>>>>>

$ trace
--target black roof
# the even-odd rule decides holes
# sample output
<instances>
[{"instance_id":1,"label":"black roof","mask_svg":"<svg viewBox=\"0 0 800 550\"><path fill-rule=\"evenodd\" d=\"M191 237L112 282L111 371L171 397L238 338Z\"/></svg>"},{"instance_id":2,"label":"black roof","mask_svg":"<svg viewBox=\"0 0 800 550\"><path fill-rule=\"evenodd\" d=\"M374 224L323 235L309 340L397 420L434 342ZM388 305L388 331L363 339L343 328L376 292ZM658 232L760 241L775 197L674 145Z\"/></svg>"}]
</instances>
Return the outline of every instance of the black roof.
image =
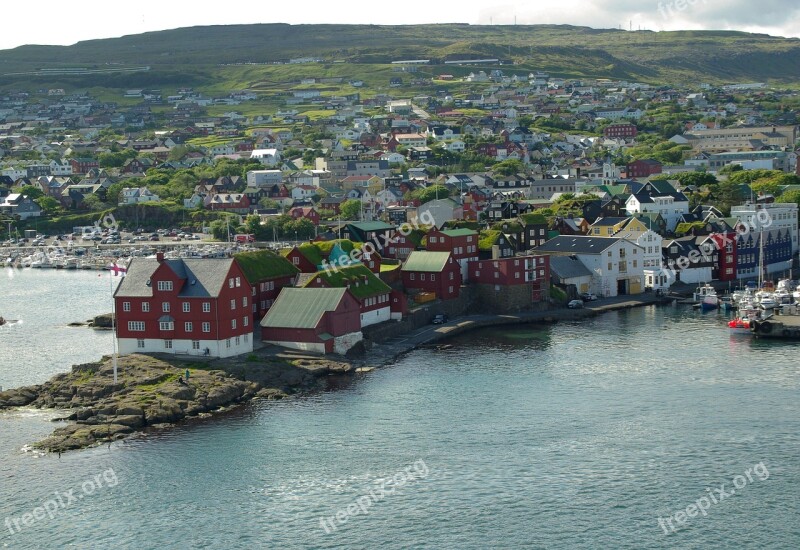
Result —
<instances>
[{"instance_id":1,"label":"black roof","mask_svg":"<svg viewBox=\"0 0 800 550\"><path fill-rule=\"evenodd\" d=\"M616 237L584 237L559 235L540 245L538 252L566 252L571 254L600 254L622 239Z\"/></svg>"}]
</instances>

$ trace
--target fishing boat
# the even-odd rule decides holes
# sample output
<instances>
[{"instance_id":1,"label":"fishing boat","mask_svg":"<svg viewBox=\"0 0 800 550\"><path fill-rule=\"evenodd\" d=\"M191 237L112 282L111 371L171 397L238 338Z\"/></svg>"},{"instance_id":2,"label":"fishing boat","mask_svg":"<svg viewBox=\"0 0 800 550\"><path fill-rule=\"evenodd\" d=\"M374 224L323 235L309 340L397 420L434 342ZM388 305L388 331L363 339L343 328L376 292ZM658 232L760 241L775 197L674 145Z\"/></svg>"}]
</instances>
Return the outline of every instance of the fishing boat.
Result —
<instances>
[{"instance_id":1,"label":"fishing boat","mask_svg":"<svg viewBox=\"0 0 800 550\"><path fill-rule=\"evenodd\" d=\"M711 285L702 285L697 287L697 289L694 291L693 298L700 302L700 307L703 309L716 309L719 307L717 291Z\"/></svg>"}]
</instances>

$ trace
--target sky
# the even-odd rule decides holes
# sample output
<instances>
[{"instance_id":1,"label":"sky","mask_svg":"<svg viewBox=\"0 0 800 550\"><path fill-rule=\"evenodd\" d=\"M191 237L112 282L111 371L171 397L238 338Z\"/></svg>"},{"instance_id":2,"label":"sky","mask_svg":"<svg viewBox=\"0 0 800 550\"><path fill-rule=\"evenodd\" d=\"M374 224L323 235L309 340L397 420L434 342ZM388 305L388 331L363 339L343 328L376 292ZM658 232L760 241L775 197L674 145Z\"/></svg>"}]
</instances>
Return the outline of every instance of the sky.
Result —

<<<<<

__TASK__. Using the records above, pull out each line where the word "every" occurs.

__WORKED SOLUTION__.
Return the outline of every instance of the black roof.
Return the outline of every instance of the fishing boat.
Return the outline of every instance of the sky.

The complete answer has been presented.